Exercise instructions:
Please copy out each line of the entries in which "below" appears.

[Opening Data records section]

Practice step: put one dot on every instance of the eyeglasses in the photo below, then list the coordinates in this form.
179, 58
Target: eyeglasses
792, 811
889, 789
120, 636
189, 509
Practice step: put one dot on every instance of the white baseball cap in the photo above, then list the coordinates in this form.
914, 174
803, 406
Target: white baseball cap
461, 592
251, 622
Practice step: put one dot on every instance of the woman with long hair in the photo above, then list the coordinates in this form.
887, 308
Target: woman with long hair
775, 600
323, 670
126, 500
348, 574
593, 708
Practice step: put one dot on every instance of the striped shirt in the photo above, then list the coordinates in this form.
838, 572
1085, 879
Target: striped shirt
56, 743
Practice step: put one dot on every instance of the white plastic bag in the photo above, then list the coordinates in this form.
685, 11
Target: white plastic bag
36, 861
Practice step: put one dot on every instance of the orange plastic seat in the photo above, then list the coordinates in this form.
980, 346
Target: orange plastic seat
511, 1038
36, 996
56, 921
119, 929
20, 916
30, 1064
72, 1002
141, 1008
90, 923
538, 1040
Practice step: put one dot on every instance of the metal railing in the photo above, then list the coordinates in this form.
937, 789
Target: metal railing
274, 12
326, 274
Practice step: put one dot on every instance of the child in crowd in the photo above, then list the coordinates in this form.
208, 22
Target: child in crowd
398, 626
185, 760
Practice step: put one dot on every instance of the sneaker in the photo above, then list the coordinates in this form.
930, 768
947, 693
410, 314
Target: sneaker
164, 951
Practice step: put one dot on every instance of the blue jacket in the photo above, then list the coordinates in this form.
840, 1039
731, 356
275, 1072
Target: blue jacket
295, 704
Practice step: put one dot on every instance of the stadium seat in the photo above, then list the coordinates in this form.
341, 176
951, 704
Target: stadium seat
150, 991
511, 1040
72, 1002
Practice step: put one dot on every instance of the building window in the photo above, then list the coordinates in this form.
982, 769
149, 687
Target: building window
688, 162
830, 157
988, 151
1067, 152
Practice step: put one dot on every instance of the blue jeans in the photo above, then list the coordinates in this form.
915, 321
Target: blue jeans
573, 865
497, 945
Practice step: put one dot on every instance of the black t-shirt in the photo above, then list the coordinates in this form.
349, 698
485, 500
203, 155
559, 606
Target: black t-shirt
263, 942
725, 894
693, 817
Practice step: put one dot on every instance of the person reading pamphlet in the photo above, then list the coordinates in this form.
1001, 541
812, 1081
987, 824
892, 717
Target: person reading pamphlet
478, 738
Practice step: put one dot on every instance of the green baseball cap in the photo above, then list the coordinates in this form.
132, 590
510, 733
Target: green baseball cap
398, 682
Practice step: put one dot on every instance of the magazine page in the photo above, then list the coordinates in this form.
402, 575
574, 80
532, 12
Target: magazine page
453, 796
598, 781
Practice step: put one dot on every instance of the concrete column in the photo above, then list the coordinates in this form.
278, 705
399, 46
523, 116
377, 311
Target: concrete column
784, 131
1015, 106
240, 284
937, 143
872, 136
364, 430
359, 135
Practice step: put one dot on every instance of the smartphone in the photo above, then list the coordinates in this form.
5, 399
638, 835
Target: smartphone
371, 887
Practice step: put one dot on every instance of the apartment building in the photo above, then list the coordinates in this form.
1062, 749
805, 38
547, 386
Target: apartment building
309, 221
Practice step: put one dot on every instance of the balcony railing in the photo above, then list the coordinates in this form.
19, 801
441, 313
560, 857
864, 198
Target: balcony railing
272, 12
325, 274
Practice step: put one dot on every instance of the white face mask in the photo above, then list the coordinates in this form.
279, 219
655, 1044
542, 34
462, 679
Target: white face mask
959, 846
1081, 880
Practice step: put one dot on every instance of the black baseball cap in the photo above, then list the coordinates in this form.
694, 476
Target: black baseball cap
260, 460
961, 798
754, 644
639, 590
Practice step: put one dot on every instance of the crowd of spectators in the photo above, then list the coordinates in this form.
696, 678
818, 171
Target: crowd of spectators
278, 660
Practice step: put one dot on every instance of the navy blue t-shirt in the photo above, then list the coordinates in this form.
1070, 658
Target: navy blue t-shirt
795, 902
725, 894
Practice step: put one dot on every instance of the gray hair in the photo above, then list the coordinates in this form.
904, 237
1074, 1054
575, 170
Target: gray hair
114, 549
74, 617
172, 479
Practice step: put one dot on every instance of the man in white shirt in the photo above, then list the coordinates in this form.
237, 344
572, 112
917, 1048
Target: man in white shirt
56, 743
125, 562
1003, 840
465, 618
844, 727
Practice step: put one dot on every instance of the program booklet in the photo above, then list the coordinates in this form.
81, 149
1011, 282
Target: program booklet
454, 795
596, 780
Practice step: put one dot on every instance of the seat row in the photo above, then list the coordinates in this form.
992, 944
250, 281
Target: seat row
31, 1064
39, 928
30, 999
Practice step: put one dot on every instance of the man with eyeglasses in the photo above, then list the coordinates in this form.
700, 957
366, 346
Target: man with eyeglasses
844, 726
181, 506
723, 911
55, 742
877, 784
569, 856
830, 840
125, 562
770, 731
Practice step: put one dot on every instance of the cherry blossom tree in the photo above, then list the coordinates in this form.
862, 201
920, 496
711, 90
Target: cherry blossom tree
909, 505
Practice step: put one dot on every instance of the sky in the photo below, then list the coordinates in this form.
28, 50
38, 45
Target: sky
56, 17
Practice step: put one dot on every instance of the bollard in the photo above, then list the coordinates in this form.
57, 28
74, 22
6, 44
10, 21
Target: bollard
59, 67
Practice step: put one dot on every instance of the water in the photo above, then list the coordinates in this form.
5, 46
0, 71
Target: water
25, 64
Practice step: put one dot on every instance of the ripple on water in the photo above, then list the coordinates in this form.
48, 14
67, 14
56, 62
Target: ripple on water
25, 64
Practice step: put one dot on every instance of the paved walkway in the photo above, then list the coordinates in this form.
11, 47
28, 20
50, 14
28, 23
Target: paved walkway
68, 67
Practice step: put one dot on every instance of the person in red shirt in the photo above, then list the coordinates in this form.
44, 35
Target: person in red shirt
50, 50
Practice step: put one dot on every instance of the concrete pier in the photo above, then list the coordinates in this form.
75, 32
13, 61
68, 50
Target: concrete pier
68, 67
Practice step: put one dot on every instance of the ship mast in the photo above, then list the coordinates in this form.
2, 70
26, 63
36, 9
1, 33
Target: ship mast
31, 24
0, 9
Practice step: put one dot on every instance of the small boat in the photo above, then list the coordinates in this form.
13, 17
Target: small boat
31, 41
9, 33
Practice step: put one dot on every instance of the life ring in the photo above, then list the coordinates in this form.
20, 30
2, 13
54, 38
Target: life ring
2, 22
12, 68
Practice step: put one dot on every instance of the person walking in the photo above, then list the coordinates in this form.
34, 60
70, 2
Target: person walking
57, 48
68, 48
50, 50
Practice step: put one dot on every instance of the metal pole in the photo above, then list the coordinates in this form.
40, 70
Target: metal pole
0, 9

[Closing Data records section]

Task output:
Practice step: put one dot on every instance of the eyeglasses in the photo below, then list the coordinates in this form.
Practice step: put one dot on every instance of the sky in the photo below, then list the coordinates in this form.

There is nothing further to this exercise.